#### The tasks
**a)** Copy from the priest's messages below, word for word, the passage starting with "That’s what I’ve" and going on through "being made new.".
**b)** Answer these questions using the priest's messages below:
(i) Where does Bartimaeus spend his days begging?
(ii) Who gave the sermon for Sunday, October 20, 2024?
(iii) From which book is the reading quoted in the November 3, 2024 message?
**c)** Please say whether each statement agrees with the priest's messages below, answering yes or no and quoting the words that decide it:
(i) Father Mark's message is set to reappear on October 29.
(ii) The people around Bartimaeus urge him to call out to Jesus.
(iii) All Saint's Day was observed on Sunday, November 3, 2024.

#### Document extract
Question of the Week: How have you been inspired by small, barely noticeable acts of kindness, generosity, or compassion to others?

PRIEST’S MESSAGE – SUNDAY November 3, 2024

On Sunday, we observed All Saint’s Day. We often talk about the saints as if they are somehow morally or spiritually superior to us; as if they had it all together and did everything right. But what if that’s a misunderstanding of what a saint is? What if saints are simply the ones who do the work that they are called to do? In the words of our reading from Revelation, they are the people who entrust themselves to being made new and participate in God’s making things new in the lives of those around them.

That’s what I’ve seen and experienced with the saints in my life. I remember them with love and gratitude. I saw them working out God’s newness in each of their lives and I experienced and was challenged by them bringing newness to my life. I still am. The saints still speak to and show up in our lives. That’s why we call out their names on this day. It’s a way they are present to us and we to them. Together, we and they are being made new.

Question of the Week: When has another brought about newness in your life? That is, who are the saints in your life?

Peace,
Mark+

PRIEST’S MESSAGE – SUNDAY october 27, 2024

Our Gospel lesson from this past Sunday recounted the story of Jesus’ interaction with blind Bartimaeus. We used this lesson as an occasion to consider the experience of being “invisible” in the sense of not really being seen in one’s full humanity. Bartimaeus spends his days living on the fringe of his community, begging at the city gate. Alone at the bottom of the social ladder, he is invisible to his community. Others see him, but only in a narrow sense. He survives on whatever people give him.

When Bartimaeus cries out to Jesus, the people around him tell him to shut up– which is to say, they seek to keep him invisible. These people want Bartimaeus to remain at the bottom of that ladder. Out of sight and out of mind. The Gospel account provides a specific and common experience of being rendered invisible by people who find themselves living on the margins whether as a result of poverty or some other quality that makes them unwelcome in mainstream society.

Following Jesus involves seeking to interact with people in such a way that they experience themselves as truly being seen. It means acknowledging that the people with whom we live closest possess a soul – that there is more to them than we know – maybe even than they know. It means asking who they are in themselves as opposed to who our anxious ego needs them to be.

It also means looking at strangers – for instance people we encounter in roles they fill – the immigrant in our midst, minorities like the transgender, and those with physical and emotional challenges that Dr. Dupree talked about last week — and recognizing that there is vastly more to them than caricatures we have made of them – that they too have souls and, like all of us made in the image of our Creator, are deserving of respect and love.

Question of the Week: Who are the people in Madison whom we see but don’t acknowledge and how do we go about seeing them in the fullness of their humanity?

Peace,
Mark+

PRIEST’S MESSAGE – SUNDAY october 20, 2024

Due to the sermon being given this week by Rev. Dr. Mary Grace DuPree, Father Mark’s message will reappear October 29.

PRIEST’S MESSAGE – SUNDAY october 13, 2024

Our Gospel text from this past Sunday says that the disciples were astonished when Jesus said, “How hard it will be for those who have wealth to enter the kingdom of God!”

#### Record set
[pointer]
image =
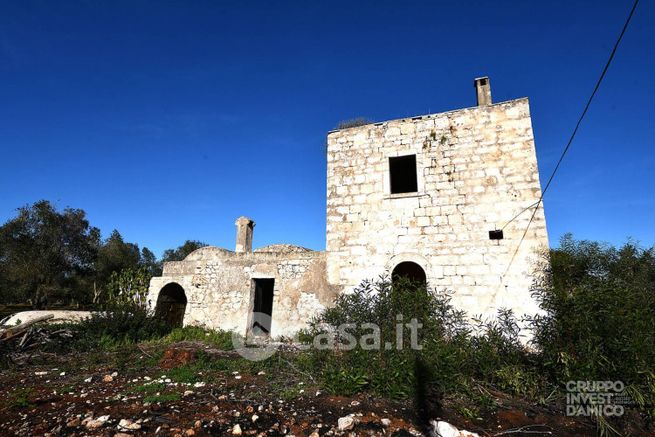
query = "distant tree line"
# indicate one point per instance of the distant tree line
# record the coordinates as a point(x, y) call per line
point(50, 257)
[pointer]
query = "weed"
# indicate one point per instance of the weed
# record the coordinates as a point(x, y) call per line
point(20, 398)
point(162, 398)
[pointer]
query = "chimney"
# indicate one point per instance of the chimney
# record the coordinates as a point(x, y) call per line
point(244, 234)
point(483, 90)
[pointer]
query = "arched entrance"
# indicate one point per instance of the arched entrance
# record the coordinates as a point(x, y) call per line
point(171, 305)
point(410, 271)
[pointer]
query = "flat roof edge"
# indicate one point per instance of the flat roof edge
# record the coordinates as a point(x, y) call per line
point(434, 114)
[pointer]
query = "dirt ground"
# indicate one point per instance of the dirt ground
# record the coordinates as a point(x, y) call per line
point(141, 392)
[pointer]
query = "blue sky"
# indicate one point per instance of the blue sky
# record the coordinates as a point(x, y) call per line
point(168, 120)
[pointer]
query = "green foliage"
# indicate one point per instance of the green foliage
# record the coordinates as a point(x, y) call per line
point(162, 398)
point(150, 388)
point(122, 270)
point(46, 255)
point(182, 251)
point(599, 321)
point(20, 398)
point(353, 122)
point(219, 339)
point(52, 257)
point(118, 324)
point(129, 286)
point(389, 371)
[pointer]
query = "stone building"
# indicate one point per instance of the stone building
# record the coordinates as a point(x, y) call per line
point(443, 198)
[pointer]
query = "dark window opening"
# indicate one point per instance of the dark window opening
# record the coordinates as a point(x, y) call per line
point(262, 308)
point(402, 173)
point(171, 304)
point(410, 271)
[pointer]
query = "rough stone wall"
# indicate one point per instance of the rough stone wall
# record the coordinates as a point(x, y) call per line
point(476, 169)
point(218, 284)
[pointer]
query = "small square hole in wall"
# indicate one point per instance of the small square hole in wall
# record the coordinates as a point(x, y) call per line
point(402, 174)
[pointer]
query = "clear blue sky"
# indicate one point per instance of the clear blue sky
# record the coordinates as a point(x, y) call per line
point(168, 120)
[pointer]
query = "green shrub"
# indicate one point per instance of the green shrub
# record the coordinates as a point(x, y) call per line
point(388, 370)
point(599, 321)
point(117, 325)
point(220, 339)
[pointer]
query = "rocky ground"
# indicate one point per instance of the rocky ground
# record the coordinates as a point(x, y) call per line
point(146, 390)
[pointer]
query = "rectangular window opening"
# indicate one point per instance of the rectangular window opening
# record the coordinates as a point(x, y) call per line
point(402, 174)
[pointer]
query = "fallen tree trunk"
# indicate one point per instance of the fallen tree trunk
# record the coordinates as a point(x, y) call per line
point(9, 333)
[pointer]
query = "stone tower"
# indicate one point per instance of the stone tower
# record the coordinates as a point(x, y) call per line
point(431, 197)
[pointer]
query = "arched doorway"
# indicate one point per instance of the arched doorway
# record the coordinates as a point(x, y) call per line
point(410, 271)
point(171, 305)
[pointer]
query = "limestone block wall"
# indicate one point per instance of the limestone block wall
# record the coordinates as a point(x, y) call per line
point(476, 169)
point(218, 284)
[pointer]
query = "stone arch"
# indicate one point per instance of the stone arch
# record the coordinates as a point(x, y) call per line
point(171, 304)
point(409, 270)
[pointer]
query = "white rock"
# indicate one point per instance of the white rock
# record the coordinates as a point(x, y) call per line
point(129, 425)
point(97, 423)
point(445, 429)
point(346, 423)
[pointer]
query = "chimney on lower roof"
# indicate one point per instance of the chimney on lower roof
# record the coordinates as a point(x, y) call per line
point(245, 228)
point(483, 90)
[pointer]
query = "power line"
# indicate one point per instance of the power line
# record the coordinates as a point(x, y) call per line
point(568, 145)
...
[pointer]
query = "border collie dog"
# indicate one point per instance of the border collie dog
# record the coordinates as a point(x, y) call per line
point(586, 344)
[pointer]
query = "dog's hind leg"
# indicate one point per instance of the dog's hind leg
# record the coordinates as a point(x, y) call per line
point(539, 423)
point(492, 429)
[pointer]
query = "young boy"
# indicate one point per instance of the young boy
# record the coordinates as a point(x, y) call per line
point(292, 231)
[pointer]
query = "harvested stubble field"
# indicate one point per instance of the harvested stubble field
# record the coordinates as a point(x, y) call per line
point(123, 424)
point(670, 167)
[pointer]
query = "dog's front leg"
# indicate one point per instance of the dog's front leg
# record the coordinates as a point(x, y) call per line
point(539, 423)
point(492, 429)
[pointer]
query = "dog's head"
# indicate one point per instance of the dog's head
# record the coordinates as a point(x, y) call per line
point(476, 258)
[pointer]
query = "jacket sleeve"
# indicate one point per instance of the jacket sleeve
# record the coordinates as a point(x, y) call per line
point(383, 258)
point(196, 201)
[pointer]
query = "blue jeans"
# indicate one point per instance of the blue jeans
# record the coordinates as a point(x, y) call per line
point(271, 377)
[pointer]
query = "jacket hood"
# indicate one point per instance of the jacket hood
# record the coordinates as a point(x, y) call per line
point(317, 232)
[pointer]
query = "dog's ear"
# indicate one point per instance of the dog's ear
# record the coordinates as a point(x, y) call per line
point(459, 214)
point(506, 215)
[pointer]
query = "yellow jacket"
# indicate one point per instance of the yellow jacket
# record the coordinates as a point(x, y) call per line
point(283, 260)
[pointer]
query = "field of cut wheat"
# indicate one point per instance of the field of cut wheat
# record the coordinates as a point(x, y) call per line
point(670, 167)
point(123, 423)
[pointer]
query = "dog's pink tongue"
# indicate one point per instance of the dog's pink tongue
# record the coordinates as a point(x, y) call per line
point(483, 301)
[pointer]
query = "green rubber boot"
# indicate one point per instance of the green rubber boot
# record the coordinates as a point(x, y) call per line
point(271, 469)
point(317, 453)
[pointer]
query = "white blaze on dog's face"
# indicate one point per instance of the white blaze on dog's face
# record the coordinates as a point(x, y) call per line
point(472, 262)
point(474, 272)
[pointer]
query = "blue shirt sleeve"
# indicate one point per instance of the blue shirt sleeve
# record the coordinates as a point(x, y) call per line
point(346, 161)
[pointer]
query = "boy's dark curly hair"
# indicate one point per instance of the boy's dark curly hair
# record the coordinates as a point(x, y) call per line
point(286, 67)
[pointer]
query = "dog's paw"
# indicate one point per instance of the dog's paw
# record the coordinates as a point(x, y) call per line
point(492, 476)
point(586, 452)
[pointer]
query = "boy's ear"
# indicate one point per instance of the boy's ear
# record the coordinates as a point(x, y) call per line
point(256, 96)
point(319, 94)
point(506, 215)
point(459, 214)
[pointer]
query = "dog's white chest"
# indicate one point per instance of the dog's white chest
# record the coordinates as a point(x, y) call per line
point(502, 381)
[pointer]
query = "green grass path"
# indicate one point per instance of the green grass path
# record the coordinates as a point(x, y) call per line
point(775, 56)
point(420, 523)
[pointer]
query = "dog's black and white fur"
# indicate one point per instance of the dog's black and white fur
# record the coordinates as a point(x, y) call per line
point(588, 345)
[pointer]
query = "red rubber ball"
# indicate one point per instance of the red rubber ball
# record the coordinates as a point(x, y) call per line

#### Answers
**a)**
That’s what I’ve seen and experienced with the saints in my life. I remember them with love and gratitude. I saw them working out God’s newness in each of their lives and I experienced and was challenged by them bringing newness to my life. I still am. The saints still speak to and show up in our lives. That’s why we call out their names on this day. It’s a way they are present to us and we to them. Together, we and they are being made new.

**b)**
(i) At the city gate.
(ii) Rev. Dr. Mary Grace DuPree.
(iii) Revelation.

**c)**
(i) Yes: "Father Mark’s message will reappear October 29."
(ii) No: "the people around him tell him to shut up"
(iii) Yes: "On Sunday, we observed All Saint’s Day."